[PASSAGE PROVIDED]
* * * * *
Durufle’s Requiem. The Llewellyn Choir, Llewellyn Sinfonia and soloists directed by Rowan Harvey-Martin. Photo: Peter Hislop.

Music / Durufle’s Requiem, The Llewellyn Choir. At Anzac Chapel, Duntroon, October 12. Reviewed by GRAHAM McDONALD.

The Llewellyn Choir has been singing in Canberra since 1980, and named after the founding director of the Canberra School of Music, Ernest Llewellyn. 

The director of the choir for the past 20 years has been the well-respected Canberra musician Rowan Harvey-Martin. The choir (and Harvey-Martin) have long sought out interesting and lesser-known repertoire often incorporating elements of jazz, although in the concert the focus was on music by French composers.

The choir were joined by the Llewellyn Sinfonia (six string players), soprano Sonia Anfilof, baritone Rohan Thatcher, organist James Porteous and their usual pianist and repetiteur Anthony Smith.
* * * * *
[TASK] Transcribe the passage from the concert review, from "The Llewellyn Choir has" to "repetiteur Anthony Smith.".

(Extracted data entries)
* * * * *
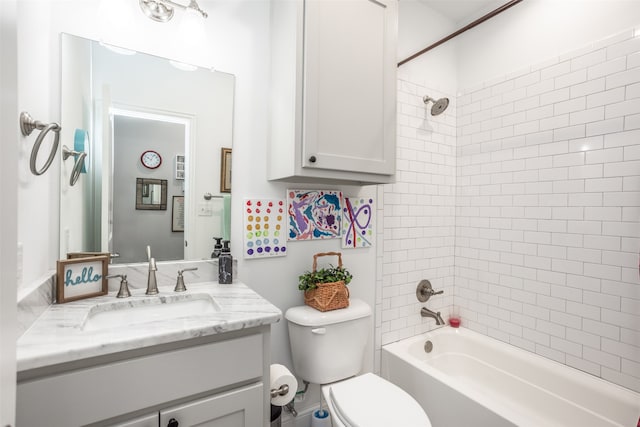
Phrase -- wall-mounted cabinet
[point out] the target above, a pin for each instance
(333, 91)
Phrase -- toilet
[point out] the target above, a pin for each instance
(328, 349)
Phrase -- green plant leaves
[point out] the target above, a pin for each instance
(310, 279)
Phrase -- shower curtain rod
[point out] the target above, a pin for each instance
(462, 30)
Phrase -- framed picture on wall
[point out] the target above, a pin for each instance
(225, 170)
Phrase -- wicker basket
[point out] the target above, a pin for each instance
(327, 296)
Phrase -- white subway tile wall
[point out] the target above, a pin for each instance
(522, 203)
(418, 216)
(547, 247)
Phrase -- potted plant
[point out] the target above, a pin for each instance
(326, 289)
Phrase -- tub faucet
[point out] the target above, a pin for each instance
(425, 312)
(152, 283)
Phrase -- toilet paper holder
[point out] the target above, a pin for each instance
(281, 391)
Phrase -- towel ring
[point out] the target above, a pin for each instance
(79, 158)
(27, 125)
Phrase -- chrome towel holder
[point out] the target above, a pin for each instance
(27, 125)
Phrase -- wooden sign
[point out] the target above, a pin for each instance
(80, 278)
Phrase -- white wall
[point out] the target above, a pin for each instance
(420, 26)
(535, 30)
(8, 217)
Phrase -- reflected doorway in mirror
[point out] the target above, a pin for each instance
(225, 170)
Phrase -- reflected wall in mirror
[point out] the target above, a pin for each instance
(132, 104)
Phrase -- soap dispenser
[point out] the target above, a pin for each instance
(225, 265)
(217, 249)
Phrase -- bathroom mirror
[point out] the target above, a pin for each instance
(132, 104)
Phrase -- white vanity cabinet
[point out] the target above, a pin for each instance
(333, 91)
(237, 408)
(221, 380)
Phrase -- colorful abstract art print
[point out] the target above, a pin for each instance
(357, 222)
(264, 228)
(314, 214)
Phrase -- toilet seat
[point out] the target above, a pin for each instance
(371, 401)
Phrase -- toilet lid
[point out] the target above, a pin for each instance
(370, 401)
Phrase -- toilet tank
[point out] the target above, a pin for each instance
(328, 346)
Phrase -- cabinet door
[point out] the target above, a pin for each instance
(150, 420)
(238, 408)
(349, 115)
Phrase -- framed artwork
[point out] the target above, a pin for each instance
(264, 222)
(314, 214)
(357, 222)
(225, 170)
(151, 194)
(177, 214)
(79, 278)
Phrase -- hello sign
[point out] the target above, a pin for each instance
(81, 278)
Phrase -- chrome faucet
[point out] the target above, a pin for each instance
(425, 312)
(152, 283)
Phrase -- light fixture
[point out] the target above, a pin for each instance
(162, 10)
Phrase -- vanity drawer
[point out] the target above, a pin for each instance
* * * * *
[COMPLETED EXERCISE]
The Llewellyn Choir has been singing in Canberra since 1980, and named after the founding director of the Canberra School of Music, Ernest Llewellyn. 

The director of the choir for the past 20 years has been the well-respected Canberra musician Rowan Harvey-Martin. The choir (and Harvey-Martin) have long sought out interesting and lesser-known repertoire often incorporating elements of jazz, although in the concert the focus was on music by French composers.

The choir were joined by the Llewellyn Sinfonia (six string players), soprano Sonia Anfilof, baritone Rohan Thatcher, organist James Porteous and their usual pianist and repetiteur Anthony Smith.